Update the rows from the line containing "# point at: the orange slice" through the line containing "# point at: the cake", inclusive. Write those lines out again with "white" changed to "cream" and nothing else altered.

Point-based annotation data:
☆ ☆ ☆

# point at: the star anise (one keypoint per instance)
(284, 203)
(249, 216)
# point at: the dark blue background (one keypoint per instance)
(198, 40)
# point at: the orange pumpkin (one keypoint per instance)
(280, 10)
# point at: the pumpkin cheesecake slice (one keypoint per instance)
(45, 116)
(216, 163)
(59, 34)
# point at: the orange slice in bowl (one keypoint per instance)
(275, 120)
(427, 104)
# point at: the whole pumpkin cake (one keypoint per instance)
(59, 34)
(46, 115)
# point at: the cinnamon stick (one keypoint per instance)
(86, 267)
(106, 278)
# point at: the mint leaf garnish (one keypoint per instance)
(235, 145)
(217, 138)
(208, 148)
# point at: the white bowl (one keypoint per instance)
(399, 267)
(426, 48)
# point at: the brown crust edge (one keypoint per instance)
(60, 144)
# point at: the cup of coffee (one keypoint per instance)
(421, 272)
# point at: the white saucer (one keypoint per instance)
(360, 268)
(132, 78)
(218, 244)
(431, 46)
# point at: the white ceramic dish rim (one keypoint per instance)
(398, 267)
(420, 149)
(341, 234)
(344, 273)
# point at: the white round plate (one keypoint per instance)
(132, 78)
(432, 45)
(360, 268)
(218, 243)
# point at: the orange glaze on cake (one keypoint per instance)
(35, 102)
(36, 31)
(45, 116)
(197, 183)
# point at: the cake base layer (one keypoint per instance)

☆ ☆ ☆

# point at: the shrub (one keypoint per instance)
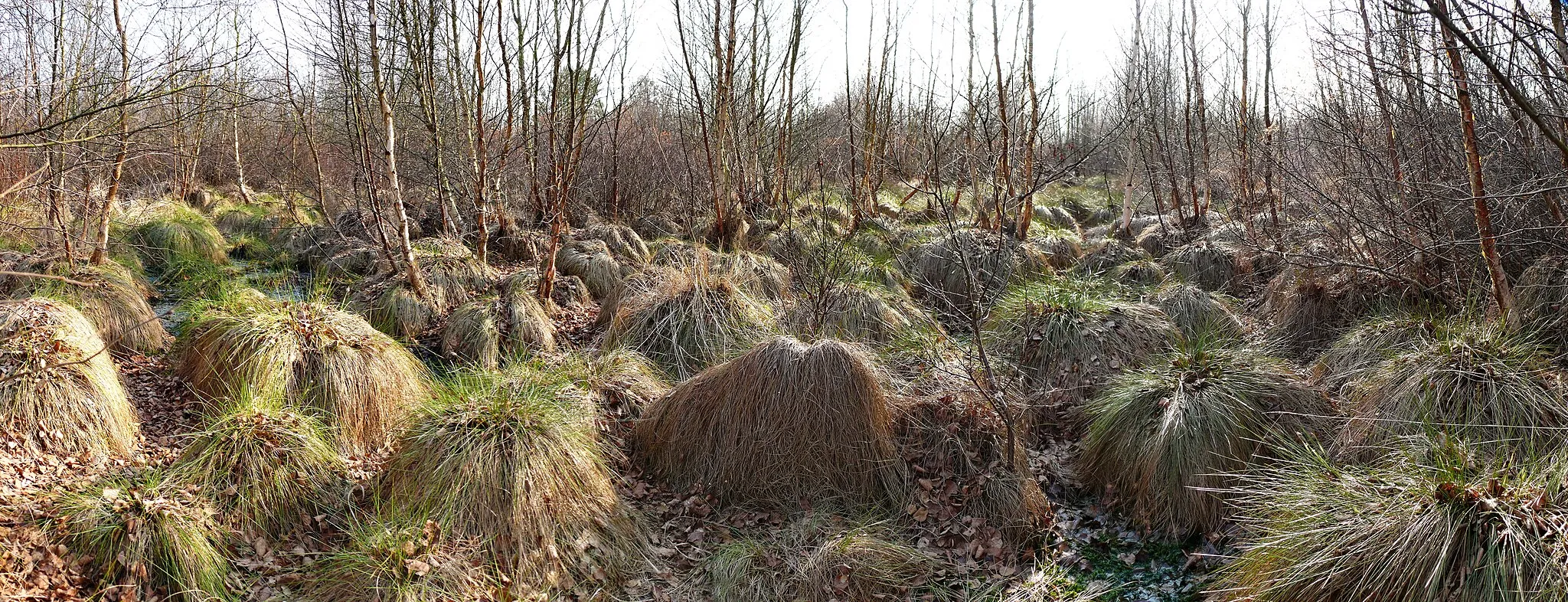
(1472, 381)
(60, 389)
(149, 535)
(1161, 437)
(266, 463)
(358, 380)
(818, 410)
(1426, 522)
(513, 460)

☆ ☆ ☆

> PROBLEM SOLUTION
# point at: the orange slice in bowl (one keypoint per instance)
(275, 120)
(427, 104)
# point at: the whole pumpkin cake (one keypoint per instance)
(59, 34)
(46, 115)
# point at: the cinnamon stick (one keypoint per instance)
(86, 267)
(106, 278)
# point at: the mint leaf garnish (one keypoint per instance)
(235, 145)
(217, 138)
(208, 148)
# point at: the cream bowl (one keypoint per instance)
(399, 267)
(426, 48)
# point at: the brown crust edge (one keypoint per instance)
(60, 144)
# point at: the cup of coffee (one keypoint per instance)
(421, 272)
# point at: the cream saucer (one keypoint per instance)
(360, 268)
(132, 78)
(218, 244)
(431, 46)
# point at: the cream ceramic dish rim (one keypoint per instance)
(398, 267)
(420, 149)
(341, 234)
(344, 273)
# point at: the cream round plate (one keypoint per instance)
(132, 78)
(432, 45)
(360, 268)
(218, 243)
# point at: the orange glaze on cake (one keypoint per instance)
(35, 102)
(36, 31)
(45, 116)
(197, 183)
# point at: the cake base layer (one keypoint per instance)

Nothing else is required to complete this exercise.